**GOAL OF THE EXERCISE:** Report only how many lines of the records contain the word "booth".

**Entries taken from a collection:**
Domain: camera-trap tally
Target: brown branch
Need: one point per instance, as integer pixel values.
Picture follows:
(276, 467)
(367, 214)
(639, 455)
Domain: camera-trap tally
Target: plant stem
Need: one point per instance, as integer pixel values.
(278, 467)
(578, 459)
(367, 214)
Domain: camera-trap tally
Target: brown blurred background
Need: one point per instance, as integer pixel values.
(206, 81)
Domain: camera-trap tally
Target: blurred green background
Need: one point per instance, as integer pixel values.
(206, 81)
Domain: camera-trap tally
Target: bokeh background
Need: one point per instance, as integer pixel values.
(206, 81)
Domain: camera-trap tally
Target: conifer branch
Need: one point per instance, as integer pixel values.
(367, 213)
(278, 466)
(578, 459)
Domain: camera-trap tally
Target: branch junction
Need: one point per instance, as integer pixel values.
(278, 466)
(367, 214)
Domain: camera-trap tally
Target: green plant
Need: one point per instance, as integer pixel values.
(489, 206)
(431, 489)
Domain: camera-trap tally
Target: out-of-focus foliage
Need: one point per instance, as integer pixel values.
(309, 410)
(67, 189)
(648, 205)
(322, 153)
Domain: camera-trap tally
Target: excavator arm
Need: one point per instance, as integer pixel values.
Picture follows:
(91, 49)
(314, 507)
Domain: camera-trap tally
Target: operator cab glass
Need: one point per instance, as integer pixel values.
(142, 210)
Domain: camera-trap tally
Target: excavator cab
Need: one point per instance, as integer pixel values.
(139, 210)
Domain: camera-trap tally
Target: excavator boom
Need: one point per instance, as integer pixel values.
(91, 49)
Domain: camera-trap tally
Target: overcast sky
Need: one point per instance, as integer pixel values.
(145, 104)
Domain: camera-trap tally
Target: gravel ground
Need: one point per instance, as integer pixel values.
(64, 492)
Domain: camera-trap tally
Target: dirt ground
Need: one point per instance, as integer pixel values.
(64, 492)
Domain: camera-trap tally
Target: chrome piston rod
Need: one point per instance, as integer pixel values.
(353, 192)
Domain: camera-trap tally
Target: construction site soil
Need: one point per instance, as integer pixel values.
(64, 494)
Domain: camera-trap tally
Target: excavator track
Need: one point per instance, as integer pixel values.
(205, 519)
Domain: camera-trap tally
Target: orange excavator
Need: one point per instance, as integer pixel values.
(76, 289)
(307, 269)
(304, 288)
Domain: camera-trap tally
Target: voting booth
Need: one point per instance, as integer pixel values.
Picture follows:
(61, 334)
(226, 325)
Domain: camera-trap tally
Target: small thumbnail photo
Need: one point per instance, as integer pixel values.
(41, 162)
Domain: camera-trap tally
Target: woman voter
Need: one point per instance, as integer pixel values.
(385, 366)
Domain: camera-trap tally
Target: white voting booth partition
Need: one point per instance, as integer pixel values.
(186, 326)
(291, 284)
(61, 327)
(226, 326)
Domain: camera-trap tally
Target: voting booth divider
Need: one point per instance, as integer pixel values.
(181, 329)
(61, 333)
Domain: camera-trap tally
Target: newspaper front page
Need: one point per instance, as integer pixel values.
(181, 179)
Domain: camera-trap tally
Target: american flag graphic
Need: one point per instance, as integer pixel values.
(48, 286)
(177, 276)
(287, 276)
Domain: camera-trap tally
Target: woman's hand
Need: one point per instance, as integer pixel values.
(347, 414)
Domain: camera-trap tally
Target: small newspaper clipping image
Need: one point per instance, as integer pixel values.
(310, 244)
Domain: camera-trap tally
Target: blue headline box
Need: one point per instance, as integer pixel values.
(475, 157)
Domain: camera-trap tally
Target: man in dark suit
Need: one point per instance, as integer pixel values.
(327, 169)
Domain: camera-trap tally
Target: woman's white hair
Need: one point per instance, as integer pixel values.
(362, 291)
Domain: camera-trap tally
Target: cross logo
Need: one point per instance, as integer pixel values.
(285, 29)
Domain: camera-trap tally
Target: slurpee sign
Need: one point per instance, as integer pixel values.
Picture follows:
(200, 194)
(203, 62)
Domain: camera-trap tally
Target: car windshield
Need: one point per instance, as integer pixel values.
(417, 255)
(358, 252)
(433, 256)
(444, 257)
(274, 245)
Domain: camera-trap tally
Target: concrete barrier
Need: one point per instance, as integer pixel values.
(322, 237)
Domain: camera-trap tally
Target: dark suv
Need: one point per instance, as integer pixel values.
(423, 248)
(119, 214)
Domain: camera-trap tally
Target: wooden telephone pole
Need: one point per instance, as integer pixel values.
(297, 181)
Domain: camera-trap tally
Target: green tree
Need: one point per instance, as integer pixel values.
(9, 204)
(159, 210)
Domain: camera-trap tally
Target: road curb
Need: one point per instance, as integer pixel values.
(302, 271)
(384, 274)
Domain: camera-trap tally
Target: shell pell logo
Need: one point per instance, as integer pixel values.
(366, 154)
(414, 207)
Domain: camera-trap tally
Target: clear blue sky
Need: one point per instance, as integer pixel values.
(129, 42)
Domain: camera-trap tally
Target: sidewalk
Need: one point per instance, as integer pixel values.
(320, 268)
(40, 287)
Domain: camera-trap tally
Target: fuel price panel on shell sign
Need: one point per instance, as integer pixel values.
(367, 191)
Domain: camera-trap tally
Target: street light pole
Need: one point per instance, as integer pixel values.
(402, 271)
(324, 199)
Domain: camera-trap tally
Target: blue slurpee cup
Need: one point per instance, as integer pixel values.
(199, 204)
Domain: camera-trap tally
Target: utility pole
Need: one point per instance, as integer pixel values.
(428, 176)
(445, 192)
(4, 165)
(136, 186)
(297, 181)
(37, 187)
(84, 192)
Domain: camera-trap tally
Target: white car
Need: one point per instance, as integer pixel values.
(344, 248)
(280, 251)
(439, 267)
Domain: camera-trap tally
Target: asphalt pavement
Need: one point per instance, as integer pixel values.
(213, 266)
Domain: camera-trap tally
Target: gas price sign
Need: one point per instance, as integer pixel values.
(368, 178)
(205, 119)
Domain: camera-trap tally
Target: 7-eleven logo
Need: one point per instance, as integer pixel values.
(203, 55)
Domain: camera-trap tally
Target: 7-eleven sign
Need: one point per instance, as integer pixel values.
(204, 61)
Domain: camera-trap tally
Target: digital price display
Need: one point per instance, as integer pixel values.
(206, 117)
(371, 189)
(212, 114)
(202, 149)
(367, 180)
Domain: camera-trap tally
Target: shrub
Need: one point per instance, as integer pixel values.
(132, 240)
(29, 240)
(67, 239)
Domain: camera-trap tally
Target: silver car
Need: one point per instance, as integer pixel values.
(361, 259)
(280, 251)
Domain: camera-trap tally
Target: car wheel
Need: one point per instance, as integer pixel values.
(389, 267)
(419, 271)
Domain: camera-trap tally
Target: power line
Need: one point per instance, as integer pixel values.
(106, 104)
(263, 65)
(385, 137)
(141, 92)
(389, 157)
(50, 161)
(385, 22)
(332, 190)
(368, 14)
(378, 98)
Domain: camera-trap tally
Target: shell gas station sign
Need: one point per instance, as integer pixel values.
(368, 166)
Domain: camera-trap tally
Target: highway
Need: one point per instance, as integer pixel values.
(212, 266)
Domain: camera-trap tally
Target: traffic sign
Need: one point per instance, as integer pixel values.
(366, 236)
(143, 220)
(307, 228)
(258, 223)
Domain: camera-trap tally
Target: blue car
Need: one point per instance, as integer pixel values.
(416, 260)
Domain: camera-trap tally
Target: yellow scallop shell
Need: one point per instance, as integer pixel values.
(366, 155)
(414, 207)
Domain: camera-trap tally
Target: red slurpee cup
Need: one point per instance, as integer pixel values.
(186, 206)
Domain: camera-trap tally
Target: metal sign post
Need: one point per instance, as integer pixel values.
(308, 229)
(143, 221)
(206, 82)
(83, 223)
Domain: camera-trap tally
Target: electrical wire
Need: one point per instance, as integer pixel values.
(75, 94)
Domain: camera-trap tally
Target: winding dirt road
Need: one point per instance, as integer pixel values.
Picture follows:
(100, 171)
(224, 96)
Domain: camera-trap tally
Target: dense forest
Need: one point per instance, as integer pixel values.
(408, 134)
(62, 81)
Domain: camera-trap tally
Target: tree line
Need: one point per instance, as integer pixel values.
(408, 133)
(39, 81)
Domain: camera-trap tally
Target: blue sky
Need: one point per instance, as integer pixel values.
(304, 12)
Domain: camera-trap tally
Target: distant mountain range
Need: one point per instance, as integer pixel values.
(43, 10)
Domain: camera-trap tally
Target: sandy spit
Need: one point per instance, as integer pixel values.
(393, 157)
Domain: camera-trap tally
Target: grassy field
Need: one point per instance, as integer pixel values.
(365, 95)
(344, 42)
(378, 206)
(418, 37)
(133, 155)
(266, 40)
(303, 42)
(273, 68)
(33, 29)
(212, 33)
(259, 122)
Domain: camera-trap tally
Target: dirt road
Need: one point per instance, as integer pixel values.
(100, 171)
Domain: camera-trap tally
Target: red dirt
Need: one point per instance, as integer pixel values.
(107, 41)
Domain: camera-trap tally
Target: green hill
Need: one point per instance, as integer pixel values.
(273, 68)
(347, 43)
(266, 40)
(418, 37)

**EXERCISE ANSWER:** 3